Rows from a box labeling dataset:

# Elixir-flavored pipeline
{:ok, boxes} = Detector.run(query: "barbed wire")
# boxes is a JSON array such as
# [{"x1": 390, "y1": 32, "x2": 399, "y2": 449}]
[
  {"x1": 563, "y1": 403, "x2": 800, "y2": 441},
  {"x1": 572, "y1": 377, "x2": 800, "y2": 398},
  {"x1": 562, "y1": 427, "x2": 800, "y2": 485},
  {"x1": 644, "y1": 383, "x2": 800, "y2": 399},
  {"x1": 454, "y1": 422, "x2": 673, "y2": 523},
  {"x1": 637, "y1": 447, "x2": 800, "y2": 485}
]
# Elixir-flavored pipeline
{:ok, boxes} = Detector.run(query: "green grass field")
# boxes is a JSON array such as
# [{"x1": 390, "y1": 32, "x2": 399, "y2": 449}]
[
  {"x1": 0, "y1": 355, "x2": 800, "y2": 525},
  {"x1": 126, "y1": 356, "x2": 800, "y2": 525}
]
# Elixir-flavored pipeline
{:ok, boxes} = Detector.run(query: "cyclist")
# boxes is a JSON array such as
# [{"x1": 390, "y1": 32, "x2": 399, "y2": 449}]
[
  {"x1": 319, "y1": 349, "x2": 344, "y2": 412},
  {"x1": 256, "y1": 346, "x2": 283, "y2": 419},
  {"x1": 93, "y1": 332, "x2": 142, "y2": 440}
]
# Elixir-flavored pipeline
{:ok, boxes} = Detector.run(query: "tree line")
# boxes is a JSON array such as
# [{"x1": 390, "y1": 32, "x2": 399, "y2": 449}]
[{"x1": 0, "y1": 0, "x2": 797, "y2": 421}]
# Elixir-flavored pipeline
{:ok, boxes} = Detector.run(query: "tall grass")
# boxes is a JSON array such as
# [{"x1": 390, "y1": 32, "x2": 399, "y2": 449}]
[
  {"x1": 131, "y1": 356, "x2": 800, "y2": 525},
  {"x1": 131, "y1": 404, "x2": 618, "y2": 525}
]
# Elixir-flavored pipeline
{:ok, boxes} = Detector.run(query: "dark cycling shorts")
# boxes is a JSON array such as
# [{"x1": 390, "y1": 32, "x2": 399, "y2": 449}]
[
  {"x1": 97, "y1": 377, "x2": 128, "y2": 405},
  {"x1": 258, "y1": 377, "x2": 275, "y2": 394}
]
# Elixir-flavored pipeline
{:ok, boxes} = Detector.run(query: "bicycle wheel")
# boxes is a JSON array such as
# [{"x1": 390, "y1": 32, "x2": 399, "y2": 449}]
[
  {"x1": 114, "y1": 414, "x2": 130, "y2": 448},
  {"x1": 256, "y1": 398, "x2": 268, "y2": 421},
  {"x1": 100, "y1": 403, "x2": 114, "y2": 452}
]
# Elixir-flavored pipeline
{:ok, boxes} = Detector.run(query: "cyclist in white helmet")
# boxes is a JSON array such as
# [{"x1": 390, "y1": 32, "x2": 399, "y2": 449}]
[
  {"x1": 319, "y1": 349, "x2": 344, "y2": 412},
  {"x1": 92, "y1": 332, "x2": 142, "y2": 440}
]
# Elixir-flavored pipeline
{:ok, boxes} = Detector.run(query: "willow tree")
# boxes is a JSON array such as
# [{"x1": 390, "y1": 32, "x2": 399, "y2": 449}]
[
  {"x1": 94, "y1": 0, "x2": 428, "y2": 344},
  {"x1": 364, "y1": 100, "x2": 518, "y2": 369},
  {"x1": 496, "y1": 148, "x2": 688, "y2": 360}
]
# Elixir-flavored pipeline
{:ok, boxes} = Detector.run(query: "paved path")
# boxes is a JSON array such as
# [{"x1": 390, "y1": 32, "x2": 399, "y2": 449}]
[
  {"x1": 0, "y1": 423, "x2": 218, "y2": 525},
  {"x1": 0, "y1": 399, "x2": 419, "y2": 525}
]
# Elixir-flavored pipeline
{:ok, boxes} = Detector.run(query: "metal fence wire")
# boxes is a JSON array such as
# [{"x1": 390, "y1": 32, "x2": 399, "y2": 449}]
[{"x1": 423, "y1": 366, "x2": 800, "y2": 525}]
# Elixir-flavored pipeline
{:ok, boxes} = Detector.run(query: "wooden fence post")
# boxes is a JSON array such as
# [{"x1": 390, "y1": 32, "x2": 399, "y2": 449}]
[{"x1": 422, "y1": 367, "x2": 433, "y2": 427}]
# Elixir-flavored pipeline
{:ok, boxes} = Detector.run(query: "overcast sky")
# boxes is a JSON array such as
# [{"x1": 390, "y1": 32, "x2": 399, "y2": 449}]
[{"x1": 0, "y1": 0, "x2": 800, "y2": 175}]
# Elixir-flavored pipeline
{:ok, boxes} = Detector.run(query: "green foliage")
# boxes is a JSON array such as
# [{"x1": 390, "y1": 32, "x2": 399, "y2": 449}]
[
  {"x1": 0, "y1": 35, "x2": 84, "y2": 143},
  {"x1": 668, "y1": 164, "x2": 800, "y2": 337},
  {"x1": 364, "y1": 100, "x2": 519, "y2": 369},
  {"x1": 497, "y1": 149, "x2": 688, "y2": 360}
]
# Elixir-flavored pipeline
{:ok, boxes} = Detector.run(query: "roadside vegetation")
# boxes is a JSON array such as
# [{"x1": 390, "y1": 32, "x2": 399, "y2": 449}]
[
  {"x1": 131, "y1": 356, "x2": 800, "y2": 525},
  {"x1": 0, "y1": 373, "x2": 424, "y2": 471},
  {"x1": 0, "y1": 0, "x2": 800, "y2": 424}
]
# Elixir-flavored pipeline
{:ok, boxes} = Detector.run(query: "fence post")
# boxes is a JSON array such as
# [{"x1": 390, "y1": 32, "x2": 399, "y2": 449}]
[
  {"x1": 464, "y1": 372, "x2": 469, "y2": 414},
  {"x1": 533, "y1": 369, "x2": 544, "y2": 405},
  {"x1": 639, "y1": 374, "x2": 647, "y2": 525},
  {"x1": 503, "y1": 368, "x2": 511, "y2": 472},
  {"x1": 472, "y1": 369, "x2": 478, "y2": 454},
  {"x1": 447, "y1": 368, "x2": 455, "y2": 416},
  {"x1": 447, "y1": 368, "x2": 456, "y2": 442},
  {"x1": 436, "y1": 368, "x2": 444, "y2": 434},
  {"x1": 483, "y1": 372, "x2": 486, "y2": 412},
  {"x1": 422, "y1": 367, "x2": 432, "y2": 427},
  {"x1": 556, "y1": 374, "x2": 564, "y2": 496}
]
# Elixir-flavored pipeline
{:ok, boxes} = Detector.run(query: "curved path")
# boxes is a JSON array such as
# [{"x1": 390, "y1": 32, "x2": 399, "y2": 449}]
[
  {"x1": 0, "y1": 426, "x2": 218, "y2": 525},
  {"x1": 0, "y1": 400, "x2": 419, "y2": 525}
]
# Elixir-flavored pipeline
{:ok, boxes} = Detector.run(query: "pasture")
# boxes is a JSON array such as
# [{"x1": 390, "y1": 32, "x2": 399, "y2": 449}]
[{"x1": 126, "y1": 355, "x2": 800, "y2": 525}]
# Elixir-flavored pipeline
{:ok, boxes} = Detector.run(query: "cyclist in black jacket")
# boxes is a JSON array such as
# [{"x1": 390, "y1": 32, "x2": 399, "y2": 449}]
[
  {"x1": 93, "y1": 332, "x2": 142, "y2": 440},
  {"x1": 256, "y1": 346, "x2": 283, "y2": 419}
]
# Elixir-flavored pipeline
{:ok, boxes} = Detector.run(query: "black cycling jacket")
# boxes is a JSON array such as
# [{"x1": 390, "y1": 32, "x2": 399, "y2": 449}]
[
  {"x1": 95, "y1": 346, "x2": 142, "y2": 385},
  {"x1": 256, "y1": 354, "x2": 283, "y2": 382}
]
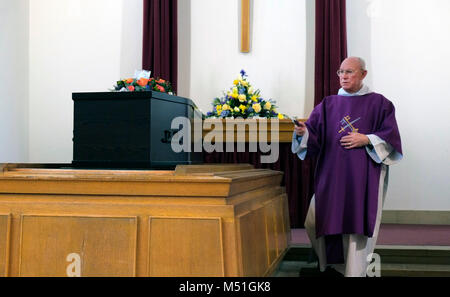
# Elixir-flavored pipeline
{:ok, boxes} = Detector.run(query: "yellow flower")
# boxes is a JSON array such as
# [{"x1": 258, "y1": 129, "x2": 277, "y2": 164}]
[{"x1": 252, "y1": 103, "x2": 261, "y2": 113}]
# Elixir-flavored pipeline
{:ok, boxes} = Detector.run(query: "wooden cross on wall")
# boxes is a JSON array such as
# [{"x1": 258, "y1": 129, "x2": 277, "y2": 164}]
[{"x1": 241, "y1": 0, "x2": 250, "y2": 53}]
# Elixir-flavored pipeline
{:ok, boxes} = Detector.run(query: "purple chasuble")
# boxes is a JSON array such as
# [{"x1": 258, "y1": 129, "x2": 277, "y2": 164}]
[{"x1": 306, "y1": 93, "x2": 402, "y2": 264}]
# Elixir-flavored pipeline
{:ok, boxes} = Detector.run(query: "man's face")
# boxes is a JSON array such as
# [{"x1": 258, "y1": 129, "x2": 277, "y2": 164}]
[{"x1": 339, "y1": 58, "x2": 367, "y2": 93}]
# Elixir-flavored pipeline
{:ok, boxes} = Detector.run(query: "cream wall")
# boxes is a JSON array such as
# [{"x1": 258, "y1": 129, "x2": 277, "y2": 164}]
[
  {"x1": 0, "y1": 0, "x2": 28, "y2": 163},
  {"x1": 179, "y1": 0, "x2": 314, "y2": 117},
  {"x1": 347, "y1": 0, "x2": 450, "y2": 210},
  {"x1": 29, "y1": 0, "x2": 142, "y2": 162}
]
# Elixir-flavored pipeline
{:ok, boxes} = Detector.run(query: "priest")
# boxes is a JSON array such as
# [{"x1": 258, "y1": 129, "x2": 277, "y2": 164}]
[{"x1": 292, "y1": 57, "x2": 403, "y2": 277}]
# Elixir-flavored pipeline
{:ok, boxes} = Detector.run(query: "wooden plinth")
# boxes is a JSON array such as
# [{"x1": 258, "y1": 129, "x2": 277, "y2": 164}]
[{"x1": 0, "y1": 164, "x2": 290, "y2": 276}]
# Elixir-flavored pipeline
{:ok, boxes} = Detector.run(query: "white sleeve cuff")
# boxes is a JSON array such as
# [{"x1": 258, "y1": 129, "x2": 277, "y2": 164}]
[{"x1": 366, "y1": 134, "x2": 403, "y2": 165}]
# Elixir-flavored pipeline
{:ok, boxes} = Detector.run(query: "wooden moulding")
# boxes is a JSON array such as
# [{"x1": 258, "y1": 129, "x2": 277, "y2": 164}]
[{"x1": 203, "y1": 118, "x2": 306, "y2": 143}]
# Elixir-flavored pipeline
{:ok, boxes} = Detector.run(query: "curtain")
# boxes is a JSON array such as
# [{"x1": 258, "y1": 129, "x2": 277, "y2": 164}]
[
  {"x1": 314, "y1": 0, "x2": 347, "y2": 105},
  {"x1": 142, "y1": 0, "x2": 178, "y2": 92}
]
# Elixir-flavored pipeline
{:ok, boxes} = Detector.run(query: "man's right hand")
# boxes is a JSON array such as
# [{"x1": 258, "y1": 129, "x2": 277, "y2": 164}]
[{"x1": 294, "y1": 122, "x2": 306, "y2": 136}]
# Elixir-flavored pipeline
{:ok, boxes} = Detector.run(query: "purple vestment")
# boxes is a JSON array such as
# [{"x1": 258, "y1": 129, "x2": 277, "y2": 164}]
[{"x1": 306, "y1": 93, "x2": 402, "y2": 262}]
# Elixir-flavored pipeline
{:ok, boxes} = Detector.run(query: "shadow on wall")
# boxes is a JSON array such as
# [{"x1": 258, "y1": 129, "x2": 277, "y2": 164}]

→ WHAT THE EXERCISE ASKS
Extract each line of the items above that contains the string "wall". The match is case-sensitive.

→ SOLVED EXERCISE
{:ok, boxes} = Detector.run(query: "wooden cross on wall")
{:ok, boxes} = Detector.run(query: "cream wall")
{:ok, boxes} = Detector.run(query: "shadow on wall")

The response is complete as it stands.